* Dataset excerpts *
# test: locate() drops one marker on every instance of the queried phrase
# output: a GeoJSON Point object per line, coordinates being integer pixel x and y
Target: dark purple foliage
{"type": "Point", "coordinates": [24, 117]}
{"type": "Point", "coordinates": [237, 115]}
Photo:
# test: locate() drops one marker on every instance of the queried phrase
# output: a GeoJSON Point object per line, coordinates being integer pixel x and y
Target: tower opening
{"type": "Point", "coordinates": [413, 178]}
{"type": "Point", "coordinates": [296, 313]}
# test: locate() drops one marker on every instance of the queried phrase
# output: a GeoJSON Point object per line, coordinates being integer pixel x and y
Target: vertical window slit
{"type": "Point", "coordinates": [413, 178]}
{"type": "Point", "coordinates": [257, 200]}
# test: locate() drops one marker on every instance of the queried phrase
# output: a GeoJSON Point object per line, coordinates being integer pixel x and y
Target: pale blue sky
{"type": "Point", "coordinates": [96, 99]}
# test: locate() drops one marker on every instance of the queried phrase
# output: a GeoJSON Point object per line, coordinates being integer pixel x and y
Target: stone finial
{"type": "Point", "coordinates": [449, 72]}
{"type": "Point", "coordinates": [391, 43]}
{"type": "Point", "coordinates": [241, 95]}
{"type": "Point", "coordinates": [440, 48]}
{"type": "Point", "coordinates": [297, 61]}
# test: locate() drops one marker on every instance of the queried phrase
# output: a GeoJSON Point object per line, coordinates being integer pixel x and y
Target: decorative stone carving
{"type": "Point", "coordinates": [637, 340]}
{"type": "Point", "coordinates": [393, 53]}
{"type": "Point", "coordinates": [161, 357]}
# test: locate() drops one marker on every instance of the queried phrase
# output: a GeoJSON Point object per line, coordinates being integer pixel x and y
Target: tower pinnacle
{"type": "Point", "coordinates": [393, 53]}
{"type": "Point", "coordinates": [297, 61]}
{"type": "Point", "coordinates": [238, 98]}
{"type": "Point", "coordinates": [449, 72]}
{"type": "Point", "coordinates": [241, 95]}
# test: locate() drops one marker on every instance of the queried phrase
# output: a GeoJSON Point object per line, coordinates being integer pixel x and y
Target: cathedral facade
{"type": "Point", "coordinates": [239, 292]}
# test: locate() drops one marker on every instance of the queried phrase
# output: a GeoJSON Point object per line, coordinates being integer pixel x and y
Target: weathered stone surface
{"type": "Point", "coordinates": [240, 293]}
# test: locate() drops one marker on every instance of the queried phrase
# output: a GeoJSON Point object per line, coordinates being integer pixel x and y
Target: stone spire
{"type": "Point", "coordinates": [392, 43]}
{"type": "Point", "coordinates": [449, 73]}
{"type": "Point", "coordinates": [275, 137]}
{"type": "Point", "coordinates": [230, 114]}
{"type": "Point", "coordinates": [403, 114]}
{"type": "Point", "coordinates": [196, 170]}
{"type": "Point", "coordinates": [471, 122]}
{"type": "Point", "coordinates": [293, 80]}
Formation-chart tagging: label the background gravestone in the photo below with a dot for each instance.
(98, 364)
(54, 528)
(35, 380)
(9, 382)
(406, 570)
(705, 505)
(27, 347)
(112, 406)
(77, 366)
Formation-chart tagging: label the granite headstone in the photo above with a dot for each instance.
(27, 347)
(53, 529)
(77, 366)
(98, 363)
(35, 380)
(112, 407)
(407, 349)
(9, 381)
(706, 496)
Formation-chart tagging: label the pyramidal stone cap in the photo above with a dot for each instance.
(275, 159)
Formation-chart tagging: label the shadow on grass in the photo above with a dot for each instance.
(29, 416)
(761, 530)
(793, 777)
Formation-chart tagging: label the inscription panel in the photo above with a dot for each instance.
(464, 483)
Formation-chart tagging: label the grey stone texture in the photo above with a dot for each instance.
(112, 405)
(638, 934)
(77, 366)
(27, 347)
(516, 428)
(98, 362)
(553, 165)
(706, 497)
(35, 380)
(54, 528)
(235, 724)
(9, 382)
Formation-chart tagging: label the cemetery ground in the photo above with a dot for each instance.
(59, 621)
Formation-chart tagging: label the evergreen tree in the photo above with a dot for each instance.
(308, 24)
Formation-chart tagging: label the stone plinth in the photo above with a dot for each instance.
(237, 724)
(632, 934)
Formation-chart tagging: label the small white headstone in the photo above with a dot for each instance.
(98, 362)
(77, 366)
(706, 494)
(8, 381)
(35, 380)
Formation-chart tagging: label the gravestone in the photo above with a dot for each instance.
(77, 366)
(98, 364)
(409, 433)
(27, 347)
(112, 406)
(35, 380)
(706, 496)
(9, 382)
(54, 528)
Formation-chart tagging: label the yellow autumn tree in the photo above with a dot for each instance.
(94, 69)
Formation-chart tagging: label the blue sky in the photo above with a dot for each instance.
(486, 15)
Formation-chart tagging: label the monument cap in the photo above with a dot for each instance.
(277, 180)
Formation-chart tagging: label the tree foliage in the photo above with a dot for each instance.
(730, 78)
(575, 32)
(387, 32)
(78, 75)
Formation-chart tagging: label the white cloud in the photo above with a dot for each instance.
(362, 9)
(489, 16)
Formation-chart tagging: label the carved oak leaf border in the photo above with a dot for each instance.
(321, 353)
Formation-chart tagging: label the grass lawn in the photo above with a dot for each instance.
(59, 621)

* PROMPT *
The entries must all be transcribed exactly.

* YOUR RESPONSE *
# test: locate() drops one marker on every instance of the queried phrase
# output: a GeoJSON Point object per line, coordinates being integer pixel x and y
Target: dark purple foliage
{"type": "Point", "coordinates": [24, 117]}
{"type": "Point", "coordinates": [237, 115]}
Photo:
# test: locate() drops one marker on every instance of the queried phrase
# output: a GeoJSON Point object per line, coordinates being integer pixel x and y
Target: tower opening
{"type": "Point", "coordinates": [413, 178]}
{"type": "Point", "coordinates": [296, 313]}
# test: locate() drops one marker on every instance of the queried phrase
# output: a GeoJSON Point object per line, coordinates being integer pixel x and y
Target: vertical window slit
{"type": "Point", "coordinates": [413, 178]}
{"type": "Point", "coordinates": [257, 200]}
# test: locate() drops one marker on every instance of the queried phrase
# output: a GeoJSON Point object per line, coordinates being integer pixel x and y
Target: pale blue sky
{"type": "Point", "coordinates": [96, 99]}
# test: locate() drops one marker on every instance of the queried phrase
# output: a GeoJSON Point object per line, coordinates being integer pixel x and y
Target: stone finial
{"type": "Point", "coordinates": [449, 72]}
{"type": "Point", "coordinates": [391, 43]}
{"type": "Point", "coordinates": [241, 95]}
{"type": "Point", "coordinates": [440, 48]}
{"type": "Point", "coordinates": [297, 61]}
# test: locate() drops one marker on every instance of the queried phrase
# output: a GeoJSON Point object per line, coordinates being integer pixel x and y
Target: decorative stone carving
{"type": "Point", "coordinates": [637, 340]}
{"type": "Point", "coordinates": [393, 53]}
{"type": "Point", "coordinates": [161, 357]}
# test: locate() drops one marker on every instance of the queried phrase
# output: a GeoJSON Point object per line, coordinates being integer pixel x and y
Target: tower pinnacle
{"type": "Point", "coordinates": [393, 53]}
{"type": "Point", "coordinates": [297, 61]}
{"type": "Point", "coordinates": [238, 98]}
{"type": "Point", "coordinates": [449, 72]}
{"type": "Point", "coordinates": [241, 95]}
# test: locate() drops one marker on every instance of the queried phrase
# output: a GeoJSON Point object per line, coordinates being integer pixel x and y
Target: cathedral facade
{"type": "Point", "coordinates": [239, 292]}
# test: locate() drops one marker on every instance of the queried phrase
# output: a GeoJSON Point object per line, coordinates being integer pixel x and y
Target: weathered stone surface
{"type": "Point", "coordinates": [240, 293]}
# test: locate() drops one marker on every instance of the queried phrase
# output: a GeoJSON Point object per line, coordinates being integer pixel x and y
Target: stone spire
{"type": "Point", "coordinates": [392, 43]}
{"type": "Point", "coordinates": [449, 73]}
{"type": "Point", "coordinates": [275, 137]}
{"type": "Point", "coordinates": [230, 114]}
{"type": "Point", "coordinates": [403, 114]}
{"type": "Point", "coordinates": [196, 170]}
{"type": "Point", "coordinates": [471, 122]}
{"type": "Point", "coordinates": [293, 80]}
Formation-chart tagging: label the background gravestone in the photo below with a dot for each instance.
(98, 364)
(54, 528)
(35, 380)
(9, 382)
(406, 570)
(705, 505)
(27, 347)
(112, 406)
(77, 366)
Formation-chart tagging: label the granite headstone in the photo above with a dot for each instance.
(27, 347)
(53, 529)
(77, 366)
(98, 363)
(35, 380)
(112, 407)
(407, 349)
(9, 381)
(706, 496)
Formation-chart tagging: label the pyramidal stone cap in the photo above with a dot for each instance.
(275, 159)
Formation-chart tagging: label the shadow on grass in the photo above with a dot for each instance.
(29, 416)
(761, 530)
(793, 777)
Formation-chart tagging: label the inscription panel in the photo above with a dot for each instance.
(464, 483)
Formation-chart tagging: label the grey stone texture in the photo above with a dot for each instance.
(112, 405)
(638, 934)
(77, 366)
(27, 347)
(516, 428)
(98, 362)
(553, 165)
(706, 497)
(35, 380)
(54, 528)
(235, 724)
(9, 382)
Formation-chart tagging: label the cemetery ground in the photo above with a dot for each instance.
(59, 621)
Formation-chart tagging: label the evergreen tree in the photo above with a dot for each instance.
(308, 24)
Formation-chart tagging: label the stone plinth in the photo above with a dot for each instance.
(237, 724)
(632, 934)
Formation-chart tagging: label the small white headstone in the photo above with a dot for each instance.
(98, 362)
(77, 366)
(706, 494)
(8, 381)
(35, 380)
Formation-chart tagging: label the gravestone in the photo above with a dot for each instance.
(77, 366)
(98, 364)
(409, 433)
(27, 347)
(112, 406)
(35, 380)
(706, 496)
(9, 382)
(54, 528)
Formation-chart tagging: label the yellow autumn tree in the photo above with a dot for each instance.
(94, 69)
Formation-chart tagging: label the blue sky in the photo above with a dot for each instance.
(486, 15)
Formation-chart tagging: label the monument cap in the photo above with a dot for each instance.
(277, 180)
Formation-chart tagging: label the tree foliage in the photo above with a dot for each instance.
(730, 78)
(575, 32)
(387, 32)
(78, 75)
Formation-chart tagging: label the white cloud in the photo above with a dot for each instance.
(362, 9)
(489, 16)
Formation-chart tagging: label the carved oak leaf border in the photo above with a dot for each instance.
(321, 353)
Formation-chart tagging: label the grass lawn in the photo above with a dot for each instance.
(59, 621)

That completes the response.